Photo-based point labeling material
►

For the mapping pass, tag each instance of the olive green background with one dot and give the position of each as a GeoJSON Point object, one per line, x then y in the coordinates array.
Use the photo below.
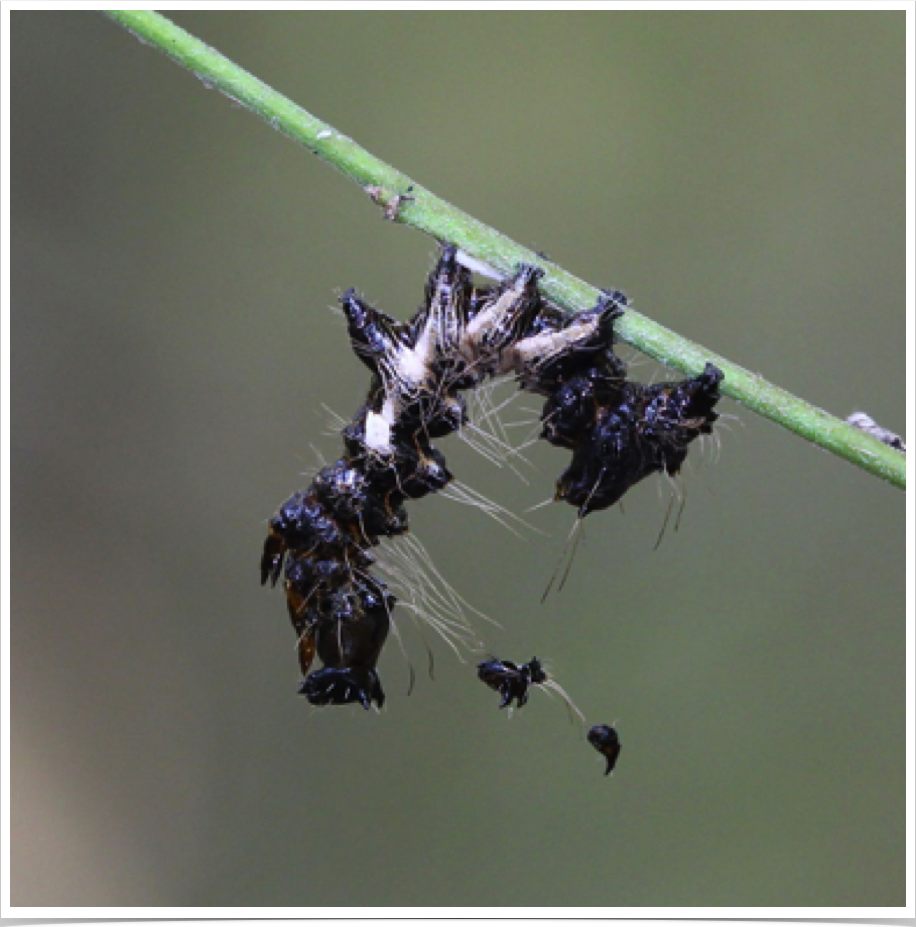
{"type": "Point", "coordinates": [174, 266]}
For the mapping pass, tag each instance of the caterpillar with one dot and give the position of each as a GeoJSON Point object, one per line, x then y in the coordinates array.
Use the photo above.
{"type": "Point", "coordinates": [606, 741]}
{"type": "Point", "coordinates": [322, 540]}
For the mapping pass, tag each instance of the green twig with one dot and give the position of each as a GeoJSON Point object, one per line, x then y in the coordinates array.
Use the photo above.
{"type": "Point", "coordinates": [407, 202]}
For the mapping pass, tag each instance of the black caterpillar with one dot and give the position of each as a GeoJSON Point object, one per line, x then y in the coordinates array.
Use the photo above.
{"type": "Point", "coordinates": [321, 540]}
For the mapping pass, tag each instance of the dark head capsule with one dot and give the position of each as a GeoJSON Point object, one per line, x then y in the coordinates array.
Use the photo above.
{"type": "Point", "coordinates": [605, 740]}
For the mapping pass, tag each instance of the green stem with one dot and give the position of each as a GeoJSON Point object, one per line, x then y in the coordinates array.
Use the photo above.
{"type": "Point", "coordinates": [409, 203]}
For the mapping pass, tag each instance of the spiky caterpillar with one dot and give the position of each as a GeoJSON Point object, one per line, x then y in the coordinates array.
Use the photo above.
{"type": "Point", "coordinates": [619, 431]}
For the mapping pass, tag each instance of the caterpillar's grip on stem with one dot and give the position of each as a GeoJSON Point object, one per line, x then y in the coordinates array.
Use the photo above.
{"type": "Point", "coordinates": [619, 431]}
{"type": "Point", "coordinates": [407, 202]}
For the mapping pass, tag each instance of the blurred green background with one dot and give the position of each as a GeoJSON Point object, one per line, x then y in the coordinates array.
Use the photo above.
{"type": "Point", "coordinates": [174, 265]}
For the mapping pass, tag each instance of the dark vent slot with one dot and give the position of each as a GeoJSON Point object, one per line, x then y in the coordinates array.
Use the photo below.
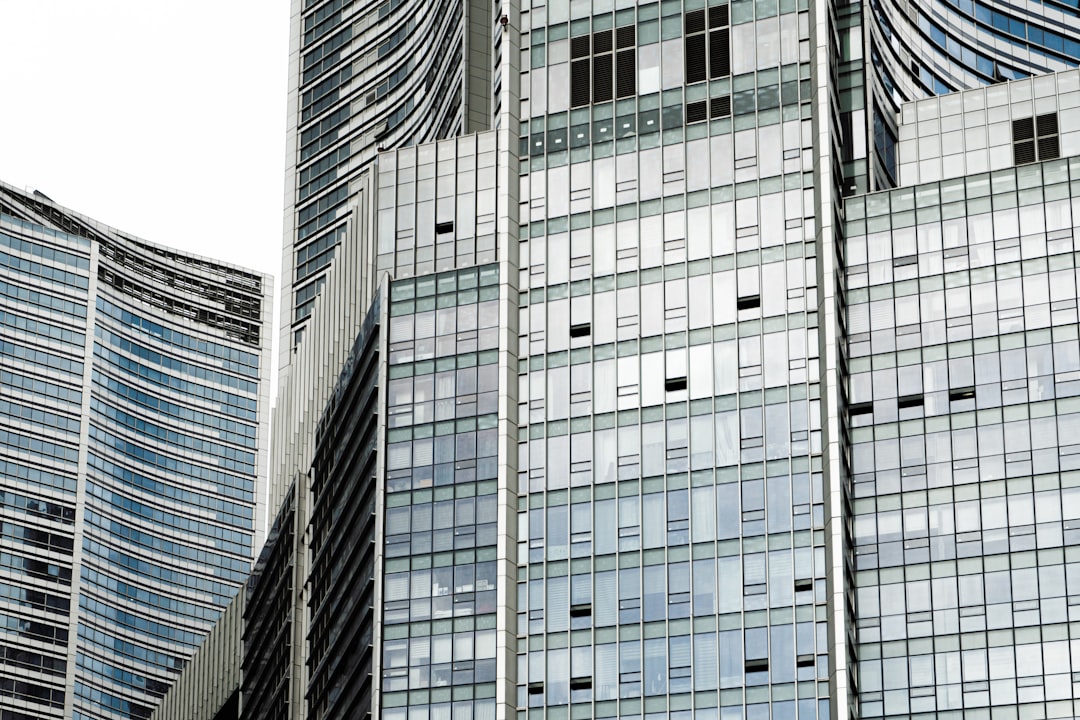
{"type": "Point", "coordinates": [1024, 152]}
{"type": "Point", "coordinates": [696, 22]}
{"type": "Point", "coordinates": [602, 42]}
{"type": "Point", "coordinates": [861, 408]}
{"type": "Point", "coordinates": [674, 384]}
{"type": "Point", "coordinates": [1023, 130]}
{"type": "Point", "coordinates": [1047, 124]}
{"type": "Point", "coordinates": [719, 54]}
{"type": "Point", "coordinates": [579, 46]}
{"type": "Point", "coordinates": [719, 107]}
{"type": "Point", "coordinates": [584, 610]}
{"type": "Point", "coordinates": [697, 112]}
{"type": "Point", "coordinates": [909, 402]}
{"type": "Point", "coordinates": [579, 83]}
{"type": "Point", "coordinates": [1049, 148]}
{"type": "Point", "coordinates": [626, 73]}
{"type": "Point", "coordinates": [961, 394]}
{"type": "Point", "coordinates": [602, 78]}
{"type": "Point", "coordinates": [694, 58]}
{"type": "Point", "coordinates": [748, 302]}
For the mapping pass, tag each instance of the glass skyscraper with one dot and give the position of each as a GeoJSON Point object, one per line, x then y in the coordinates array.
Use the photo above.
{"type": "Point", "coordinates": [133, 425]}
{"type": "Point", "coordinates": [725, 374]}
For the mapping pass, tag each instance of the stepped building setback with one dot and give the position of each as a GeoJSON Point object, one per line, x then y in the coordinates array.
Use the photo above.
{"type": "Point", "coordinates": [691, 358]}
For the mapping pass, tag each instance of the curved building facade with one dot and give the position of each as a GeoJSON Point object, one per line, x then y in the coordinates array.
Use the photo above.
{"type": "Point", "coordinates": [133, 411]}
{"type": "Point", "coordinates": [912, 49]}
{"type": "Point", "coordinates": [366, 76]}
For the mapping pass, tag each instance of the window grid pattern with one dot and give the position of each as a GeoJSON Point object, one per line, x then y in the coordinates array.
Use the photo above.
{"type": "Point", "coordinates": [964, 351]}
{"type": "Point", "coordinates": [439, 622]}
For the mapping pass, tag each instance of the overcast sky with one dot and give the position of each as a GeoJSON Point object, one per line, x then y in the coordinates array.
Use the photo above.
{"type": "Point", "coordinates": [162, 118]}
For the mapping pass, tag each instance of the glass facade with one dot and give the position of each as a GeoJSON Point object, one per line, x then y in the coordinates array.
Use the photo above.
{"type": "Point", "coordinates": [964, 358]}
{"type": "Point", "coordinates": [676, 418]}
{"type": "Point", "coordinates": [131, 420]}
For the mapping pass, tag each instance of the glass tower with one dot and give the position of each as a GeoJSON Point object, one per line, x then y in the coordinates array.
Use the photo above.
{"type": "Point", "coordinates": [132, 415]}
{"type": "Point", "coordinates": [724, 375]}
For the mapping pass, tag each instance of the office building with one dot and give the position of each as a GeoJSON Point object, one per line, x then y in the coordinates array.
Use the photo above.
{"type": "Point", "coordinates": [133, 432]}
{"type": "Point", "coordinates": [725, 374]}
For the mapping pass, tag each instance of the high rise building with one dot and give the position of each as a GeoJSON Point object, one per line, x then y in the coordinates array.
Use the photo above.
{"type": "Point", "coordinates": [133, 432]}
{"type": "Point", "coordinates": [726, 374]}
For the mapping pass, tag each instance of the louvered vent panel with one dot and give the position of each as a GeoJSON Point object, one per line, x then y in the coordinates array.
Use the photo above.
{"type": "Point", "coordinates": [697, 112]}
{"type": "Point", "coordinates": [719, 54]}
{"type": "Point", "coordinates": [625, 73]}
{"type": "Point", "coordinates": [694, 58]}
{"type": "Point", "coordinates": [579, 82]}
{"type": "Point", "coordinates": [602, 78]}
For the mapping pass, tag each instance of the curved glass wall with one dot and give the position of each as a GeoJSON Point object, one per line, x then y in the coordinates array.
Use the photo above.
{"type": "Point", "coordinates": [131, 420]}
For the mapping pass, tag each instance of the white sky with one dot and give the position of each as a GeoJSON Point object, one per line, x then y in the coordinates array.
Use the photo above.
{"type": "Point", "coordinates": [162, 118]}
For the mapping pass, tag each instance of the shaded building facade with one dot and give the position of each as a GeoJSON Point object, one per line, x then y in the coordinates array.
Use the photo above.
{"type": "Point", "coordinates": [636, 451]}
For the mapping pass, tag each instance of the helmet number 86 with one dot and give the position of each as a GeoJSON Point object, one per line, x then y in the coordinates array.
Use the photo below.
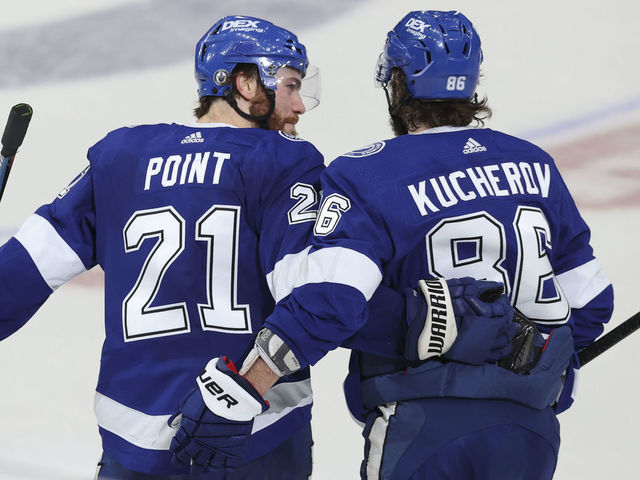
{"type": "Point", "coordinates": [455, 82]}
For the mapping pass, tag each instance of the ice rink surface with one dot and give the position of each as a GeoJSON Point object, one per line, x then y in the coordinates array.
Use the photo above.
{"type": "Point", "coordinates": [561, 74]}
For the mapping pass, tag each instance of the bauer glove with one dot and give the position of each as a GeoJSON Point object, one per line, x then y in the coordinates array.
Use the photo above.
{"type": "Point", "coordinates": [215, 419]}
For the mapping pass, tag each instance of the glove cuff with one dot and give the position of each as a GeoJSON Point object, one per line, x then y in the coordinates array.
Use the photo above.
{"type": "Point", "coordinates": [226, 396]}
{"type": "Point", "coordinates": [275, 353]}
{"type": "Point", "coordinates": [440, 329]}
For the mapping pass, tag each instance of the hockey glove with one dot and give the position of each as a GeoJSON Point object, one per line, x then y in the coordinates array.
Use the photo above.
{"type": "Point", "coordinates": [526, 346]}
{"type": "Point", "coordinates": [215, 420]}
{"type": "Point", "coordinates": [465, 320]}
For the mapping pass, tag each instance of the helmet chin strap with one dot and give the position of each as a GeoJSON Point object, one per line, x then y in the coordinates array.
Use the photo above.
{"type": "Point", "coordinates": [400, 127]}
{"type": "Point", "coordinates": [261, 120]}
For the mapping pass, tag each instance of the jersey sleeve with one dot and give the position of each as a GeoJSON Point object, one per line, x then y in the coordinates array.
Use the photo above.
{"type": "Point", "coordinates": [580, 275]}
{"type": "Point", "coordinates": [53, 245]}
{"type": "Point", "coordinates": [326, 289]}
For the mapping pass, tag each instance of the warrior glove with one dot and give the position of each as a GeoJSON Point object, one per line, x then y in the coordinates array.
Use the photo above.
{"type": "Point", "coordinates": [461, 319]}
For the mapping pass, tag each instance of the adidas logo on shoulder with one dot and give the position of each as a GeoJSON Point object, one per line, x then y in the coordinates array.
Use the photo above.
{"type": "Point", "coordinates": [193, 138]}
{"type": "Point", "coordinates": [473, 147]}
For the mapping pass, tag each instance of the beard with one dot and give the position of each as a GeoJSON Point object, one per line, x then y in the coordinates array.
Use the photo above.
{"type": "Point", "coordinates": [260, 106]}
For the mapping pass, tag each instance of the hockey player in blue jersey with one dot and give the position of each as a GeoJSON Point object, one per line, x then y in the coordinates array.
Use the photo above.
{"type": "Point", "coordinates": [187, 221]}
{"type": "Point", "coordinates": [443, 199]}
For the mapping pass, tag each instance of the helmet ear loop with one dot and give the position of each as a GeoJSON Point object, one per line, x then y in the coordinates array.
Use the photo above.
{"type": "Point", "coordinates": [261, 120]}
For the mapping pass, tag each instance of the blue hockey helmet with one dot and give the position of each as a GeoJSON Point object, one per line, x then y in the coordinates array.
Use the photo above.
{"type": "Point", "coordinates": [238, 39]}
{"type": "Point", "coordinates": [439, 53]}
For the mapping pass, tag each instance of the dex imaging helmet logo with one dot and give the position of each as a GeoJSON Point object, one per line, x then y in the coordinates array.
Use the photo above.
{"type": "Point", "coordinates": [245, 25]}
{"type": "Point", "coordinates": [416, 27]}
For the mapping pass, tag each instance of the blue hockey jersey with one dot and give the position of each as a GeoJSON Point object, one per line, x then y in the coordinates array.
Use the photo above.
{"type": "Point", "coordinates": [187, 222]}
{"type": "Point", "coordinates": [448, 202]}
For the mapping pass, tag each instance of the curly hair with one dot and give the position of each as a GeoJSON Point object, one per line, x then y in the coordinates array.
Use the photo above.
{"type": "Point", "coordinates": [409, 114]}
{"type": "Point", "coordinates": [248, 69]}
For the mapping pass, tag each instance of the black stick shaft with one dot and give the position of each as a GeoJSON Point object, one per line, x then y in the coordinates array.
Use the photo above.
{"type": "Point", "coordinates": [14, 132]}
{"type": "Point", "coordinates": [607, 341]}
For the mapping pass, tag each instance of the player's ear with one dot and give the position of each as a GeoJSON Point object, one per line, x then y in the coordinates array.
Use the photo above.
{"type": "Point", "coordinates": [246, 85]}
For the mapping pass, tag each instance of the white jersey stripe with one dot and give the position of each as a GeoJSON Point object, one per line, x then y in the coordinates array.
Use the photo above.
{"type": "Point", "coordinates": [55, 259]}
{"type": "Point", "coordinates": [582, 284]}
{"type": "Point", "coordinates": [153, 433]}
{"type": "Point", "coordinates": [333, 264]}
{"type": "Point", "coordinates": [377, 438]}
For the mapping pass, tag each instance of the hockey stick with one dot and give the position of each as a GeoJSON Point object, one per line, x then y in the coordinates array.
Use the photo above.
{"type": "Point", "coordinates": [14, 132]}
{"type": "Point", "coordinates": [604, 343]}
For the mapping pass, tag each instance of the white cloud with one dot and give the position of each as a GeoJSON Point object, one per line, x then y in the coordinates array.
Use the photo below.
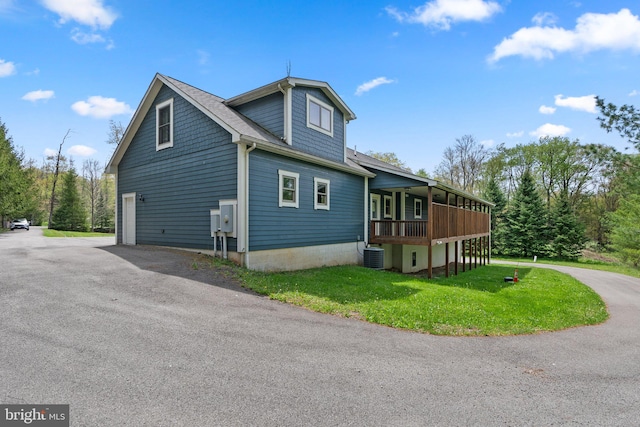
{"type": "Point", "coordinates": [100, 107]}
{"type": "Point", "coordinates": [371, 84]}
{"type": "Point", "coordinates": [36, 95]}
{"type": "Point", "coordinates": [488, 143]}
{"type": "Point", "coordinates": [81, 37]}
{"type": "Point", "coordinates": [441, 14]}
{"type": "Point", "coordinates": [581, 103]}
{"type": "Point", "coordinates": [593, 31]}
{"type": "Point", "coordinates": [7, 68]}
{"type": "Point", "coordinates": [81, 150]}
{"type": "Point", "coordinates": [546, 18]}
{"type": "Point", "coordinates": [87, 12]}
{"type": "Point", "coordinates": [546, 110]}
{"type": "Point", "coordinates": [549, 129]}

◄

## What the task asks
Rewrite everything from the line containing "For the mapping pass, tag each instance of the white cloud" down to the end of the material, putting "image" in place of "photo" and keeping all else unchanged. Omit the pictures from your version.

## Finished task
For the mapping pass, tag each instance of the white cloud with one dot and give the position of each as a GeoJSON Point object, one per line, x then y in the coordinates array.
Use the image below.
{"type": "Point", "coordinates": [100, 107]}
{"type": "Point", "coordinates": [371, 84]}
{"type": "Point", "coordinates": [36, 95]}
{"type": "Point", "coordinates": [488, 143]}
{"type": "Point", "coordinates": [81, 37]}
{"type": "Point", "coordinates": [441, 14]}
{"type": "Point", "coordinates": [581, 103]}
{"type": "Point", "coordinates": [593, 31]}
{"type": "Point", "coordinates": [7, 68]}
{"type": "Point", "coordinates": [81, 150]}
{"type": "Point", "coordinates": [546, 18]}
{"type": "Point", "coordinates": [87, 12]}
{"type": "Point", "coordinates": [546, 110]}
{"type": "Point", "coordinates": [549, 129]}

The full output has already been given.